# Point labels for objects
## Start

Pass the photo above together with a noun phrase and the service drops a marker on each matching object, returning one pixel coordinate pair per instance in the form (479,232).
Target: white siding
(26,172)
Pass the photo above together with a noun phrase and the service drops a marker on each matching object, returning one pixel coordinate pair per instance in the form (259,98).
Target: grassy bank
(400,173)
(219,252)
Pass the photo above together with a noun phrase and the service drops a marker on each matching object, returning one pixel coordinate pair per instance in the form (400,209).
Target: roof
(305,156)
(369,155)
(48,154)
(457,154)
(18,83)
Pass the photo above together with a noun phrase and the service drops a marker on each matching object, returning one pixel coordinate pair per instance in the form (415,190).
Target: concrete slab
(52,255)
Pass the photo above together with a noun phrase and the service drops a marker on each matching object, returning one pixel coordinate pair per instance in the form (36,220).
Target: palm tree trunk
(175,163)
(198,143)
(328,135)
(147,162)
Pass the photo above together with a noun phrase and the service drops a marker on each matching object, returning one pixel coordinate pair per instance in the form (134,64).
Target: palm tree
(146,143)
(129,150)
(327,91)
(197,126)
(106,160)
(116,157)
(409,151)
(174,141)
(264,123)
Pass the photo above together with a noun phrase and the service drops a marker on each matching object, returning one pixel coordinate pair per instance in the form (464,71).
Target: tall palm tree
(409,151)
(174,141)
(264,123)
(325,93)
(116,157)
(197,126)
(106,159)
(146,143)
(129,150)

## End

# Short task
Could you recast all of the material above as a Markdown table with the columns Row and Line, putting each line in its own numbered row and omitting blank lines?

# Final result
| Row | Line |
|---|---|
| 1 | Pass the photo above together with a noun phrase and the service drops a marker on each matching object, returning one pixel coordinate pair per instance in the form (479,232). |
| 2 | Target: white siding |
| 3 | (26,172) |
| 4 | Pass the photo above together with a noun phrase and the service drops a marker on each matching object, returning one pixel coordinate pair per instance in the form (259,98). |
| 5 | Target: grassy bank |
| 6 | (400,173) |
| 7 | (219,252) |
| 8 | Pass the photo above together with a noun phrase and the service drops a marker on each matching object, returning one pixel coordinate pair per instance in the form (400,209). |
| 9 | Target: roof |
| 10 | (305,156) |
| 11 | (369,155) |
| 12 | (48,154) |
| 13 | (457,154) |
| 14 | (18,83) |
| 15 | Pass the photo above together with a noun phrase and the service drops a marker on each matching object, returning one pixel coordinate pair per instance in the form (415,190). |
| 16 | Target: concrete slab |
| 17 | (52,255) |
| 18 | Pass the photo above together with a noun phrase and the service drops a marker on each matching object, returning one pixel coordinate pair per instance in the form (36,220). |
| 19 | Target: palm tree trunk |
| 20 | (175,163) |
| 21 | (198,143) |
| 22 | (328,135) |
| 23 | (147,162) |
| 24 | Pass the photo above together with a noun phrase and the service drops a marker on each matching object, returning one pixel coordinate pair per instance in the form (134,64). |
| 25 | Target: palm tree |
| 26 | (146,143) |
| 27 | (129,150) |
| 28 | (327,91) |
| 29 | (197,126) |
| 30 | (106,160) |
| 31 | (116,157) |
| 32 | (409,151) |
| 33 | (174,141) |
| 34 | (264,123) |
| 35 | Pass the photo above together with a noun phrase and the service drops a marker on each matching object, returning one pixel coordinate pair per instance in the form (464,71). |
| 36 | Target: tall palm tree |
| 37 | (409,151) |
| 38 | (174,141) |
| 39 | (264,123) |
| 40 | (325,93) |
| 41 | (116,157) |
| 42 | (197,126) |
| 43 | (106,159) |
| 44 | (146,143) |
| 45 | (129,150) |